WHAT YOU SHOULD DO =>
From the line containing "chunk muffin, shaped like this sample" through the last line of the data, return those lines exactly as written and nothing more.

ENTRIES SUPPLIED =>
########

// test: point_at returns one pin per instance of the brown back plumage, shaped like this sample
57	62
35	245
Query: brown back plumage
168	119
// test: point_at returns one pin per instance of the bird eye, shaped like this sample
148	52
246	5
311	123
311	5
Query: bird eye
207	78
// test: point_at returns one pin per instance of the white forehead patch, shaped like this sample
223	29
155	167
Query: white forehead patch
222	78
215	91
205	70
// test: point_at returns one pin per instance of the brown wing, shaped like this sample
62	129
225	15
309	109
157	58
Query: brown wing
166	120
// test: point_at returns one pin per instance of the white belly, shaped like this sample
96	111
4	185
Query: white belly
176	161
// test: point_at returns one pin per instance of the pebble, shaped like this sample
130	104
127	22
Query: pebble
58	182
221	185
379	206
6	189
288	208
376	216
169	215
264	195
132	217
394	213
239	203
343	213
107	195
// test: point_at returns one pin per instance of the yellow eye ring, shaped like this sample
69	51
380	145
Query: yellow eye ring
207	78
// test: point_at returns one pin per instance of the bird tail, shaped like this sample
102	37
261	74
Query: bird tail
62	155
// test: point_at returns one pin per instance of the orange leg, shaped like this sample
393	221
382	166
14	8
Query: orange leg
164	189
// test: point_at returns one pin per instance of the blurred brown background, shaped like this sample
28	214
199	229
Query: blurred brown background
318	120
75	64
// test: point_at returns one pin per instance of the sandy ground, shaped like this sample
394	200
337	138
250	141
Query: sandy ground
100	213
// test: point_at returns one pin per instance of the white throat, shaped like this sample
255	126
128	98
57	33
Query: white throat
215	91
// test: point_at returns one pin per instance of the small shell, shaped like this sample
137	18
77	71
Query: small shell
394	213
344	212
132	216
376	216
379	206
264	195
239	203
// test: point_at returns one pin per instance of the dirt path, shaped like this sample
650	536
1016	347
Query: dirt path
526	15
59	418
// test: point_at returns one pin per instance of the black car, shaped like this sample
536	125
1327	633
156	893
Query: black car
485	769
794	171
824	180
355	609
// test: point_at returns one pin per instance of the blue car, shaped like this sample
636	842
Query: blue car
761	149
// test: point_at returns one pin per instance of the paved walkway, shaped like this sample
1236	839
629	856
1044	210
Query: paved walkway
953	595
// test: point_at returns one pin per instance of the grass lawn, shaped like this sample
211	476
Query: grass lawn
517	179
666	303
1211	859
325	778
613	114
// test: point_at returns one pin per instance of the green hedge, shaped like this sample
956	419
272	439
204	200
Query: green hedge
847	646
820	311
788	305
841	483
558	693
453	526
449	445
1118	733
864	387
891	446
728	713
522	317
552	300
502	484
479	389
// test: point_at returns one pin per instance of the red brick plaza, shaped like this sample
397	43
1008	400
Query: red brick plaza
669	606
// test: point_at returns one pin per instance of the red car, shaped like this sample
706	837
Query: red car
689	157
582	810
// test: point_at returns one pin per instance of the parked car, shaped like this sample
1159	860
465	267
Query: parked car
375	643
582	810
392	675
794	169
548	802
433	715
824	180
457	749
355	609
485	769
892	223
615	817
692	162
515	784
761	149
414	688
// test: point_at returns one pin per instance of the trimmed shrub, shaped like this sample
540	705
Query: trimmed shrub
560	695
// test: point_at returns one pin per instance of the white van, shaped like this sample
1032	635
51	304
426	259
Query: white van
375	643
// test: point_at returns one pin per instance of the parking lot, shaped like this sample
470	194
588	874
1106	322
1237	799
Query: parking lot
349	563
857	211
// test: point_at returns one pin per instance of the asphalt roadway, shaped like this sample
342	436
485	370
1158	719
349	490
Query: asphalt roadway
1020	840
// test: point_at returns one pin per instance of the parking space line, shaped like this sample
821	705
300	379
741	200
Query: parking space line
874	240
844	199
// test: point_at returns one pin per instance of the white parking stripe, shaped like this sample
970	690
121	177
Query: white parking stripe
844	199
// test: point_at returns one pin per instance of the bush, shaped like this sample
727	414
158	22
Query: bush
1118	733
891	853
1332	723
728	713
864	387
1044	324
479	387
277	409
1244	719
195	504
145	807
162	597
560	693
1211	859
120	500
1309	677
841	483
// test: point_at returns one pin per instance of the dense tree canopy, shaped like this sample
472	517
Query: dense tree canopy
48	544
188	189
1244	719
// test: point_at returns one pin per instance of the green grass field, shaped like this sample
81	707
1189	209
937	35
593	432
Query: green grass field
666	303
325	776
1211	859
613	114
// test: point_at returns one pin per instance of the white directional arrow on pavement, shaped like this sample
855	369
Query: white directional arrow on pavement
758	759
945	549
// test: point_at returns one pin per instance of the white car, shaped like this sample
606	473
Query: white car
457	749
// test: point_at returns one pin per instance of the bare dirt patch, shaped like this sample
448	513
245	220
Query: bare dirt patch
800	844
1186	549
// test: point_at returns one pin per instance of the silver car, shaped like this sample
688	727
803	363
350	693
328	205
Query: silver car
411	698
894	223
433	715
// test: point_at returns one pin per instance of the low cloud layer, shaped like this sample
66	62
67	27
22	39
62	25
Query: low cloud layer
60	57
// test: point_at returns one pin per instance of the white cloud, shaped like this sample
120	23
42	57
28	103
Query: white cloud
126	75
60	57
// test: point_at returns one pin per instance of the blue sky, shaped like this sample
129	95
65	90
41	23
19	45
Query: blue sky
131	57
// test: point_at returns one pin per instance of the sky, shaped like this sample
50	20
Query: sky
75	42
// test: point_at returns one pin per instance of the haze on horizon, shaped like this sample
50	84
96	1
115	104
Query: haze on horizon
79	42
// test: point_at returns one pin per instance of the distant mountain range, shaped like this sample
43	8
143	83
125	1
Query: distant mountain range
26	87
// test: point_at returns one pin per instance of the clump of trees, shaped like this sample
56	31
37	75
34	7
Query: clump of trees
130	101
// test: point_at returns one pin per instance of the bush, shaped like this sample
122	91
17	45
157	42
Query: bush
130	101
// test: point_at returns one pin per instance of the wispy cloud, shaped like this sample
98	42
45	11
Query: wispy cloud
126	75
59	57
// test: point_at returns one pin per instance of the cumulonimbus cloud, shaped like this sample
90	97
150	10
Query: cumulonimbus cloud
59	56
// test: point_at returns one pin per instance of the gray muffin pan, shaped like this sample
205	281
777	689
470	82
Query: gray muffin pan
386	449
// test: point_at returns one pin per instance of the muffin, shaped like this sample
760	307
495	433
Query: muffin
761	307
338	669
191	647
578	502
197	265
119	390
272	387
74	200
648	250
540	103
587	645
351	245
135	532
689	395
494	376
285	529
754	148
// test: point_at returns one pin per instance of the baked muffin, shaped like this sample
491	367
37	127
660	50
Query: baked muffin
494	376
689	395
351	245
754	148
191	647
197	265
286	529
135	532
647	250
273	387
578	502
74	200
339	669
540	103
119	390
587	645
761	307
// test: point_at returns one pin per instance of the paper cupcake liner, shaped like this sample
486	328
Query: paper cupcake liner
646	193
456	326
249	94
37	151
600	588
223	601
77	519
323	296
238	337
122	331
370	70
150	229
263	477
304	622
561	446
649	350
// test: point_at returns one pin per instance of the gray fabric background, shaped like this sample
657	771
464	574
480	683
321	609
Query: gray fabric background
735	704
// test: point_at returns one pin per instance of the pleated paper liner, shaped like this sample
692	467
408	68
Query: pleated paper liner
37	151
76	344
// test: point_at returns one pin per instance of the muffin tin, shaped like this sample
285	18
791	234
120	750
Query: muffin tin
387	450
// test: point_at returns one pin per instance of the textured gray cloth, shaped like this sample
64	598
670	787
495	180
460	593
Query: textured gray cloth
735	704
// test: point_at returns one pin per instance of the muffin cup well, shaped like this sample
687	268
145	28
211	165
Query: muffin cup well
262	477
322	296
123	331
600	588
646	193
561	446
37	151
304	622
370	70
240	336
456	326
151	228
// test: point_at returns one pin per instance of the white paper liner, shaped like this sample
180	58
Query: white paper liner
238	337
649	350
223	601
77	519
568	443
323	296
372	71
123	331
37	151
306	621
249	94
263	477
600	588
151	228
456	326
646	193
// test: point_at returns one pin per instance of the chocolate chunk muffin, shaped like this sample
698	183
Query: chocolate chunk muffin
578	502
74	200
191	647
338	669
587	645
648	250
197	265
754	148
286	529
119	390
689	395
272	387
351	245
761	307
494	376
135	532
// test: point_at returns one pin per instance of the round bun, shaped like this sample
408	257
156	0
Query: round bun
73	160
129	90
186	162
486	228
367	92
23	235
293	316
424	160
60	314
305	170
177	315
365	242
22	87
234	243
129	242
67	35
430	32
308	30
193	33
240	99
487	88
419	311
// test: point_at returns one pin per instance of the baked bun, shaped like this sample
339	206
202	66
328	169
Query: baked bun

########

THE RESPONSE =>
// test: point_at returns one pin per instance of the chocolate chunk muffin, shaped like this sample
698	183
Query: chocolate chunk muffin
578	502
74	200
191	647
338	669
587	645
648	250
197	265
754	148
286	529
119	390
689	395
272	387
351	245
761	307
494	376
135	532
// test: point_at returns one pin per instance of the round bun, shaped like this sample
408	257
156	0
Query: round bun
73	160
129	90
186	162
486	228
367	92
23	235
293	316
424	160
60	314
305	170
177	315
365	242
22	87
234	243
129	242
67	35
430	32
308	30
193	33
240	99
487	88
419	311
// test: point_at returns one pin per instance of the baked bun, shaped like this sample
339	206
202	66
328	169
Query: baked bun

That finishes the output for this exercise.